start Given entries

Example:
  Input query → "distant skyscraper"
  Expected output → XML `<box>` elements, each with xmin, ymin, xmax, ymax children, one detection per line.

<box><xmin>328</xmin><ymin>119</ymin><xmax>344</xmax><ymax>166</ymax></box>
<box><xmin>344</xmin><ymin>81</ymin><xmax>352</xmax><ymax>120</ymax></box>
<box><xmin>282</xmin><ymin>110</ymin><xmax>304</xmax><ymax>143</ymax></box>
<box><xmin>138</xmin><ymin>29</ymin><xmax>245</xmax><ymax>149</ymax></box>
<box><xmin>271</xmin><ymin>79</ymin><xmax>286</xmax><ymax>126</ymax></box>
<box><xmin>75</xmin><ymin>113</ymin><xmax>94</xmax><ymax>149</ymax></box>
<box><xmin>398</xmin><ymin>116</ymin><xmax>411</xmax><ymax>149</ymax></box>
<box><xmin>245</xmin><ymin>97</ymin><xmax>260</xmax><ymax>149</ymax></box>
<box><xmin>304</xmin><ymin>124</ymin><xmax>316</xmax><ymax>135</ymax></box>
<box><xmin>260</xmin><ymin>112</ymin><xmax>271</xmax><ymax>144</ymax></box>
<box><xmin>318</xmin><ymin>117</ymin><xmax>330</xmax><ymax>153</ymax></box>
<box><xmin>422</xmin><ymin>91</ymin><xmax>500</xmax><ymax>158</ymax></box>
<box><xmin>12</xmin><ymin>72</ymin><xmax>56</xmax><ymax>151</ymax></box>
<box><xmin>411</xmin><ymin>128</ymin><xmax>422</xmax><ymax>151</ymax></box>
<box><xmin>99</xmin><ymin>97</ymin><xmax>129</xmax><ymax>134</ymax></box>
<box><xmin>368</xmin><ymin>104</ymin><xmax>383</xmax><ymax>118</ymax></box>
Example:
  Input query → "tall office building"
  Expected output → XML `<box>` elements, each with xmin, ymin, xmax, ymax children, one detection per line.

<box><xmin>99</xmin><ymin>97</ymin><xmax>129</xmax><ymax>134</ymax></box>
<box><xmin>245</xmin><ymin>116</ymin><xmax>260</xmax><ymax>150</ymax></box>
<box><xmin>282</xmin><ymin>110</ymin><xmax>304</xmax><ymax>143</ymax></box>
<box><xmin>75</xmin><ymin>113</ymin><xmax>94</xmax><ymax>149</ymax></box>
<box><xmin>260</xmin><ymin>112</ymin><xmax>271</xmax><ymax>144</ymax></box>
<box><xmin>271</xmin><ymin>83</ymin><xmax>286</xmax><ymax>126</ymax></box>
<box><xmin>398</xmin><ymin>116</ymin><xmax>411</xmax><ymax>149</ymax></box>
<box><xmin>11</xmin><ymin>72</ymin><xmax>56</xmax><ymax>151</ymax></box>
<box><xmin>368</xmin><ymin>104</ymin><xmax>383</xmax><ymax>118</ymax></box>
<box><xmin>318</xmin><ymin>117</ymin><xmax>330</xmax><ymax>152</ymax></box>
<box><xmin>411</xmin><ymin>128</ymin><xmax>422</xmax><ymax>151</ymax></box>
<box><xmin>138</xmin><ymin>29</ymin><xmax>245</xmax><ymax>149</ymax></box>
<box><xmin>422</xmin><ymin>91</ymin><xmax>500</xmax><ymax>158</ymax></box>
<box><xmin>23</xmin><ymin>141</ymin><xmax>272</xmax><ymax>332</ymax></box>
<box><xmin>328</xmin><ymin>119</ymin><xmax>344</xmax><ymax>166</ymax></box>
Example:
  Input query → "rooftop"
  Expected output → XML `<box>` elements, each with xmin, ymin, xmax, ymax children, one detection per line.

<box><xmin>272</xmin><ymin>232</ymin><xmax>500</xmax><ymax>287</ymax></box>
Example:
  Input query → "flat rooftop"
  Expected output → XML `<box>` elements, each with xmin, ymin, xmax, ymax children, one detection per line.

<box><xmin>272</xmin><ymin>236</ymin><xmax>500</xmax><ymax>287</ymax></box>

end Given entries

| Task statement |
Copy out each line of the entries above that contains the string "rooftop", counting a match only when the case is the same.

| Result of the task |
  Input query → "rooftop"
  Input query → "flat rooftop"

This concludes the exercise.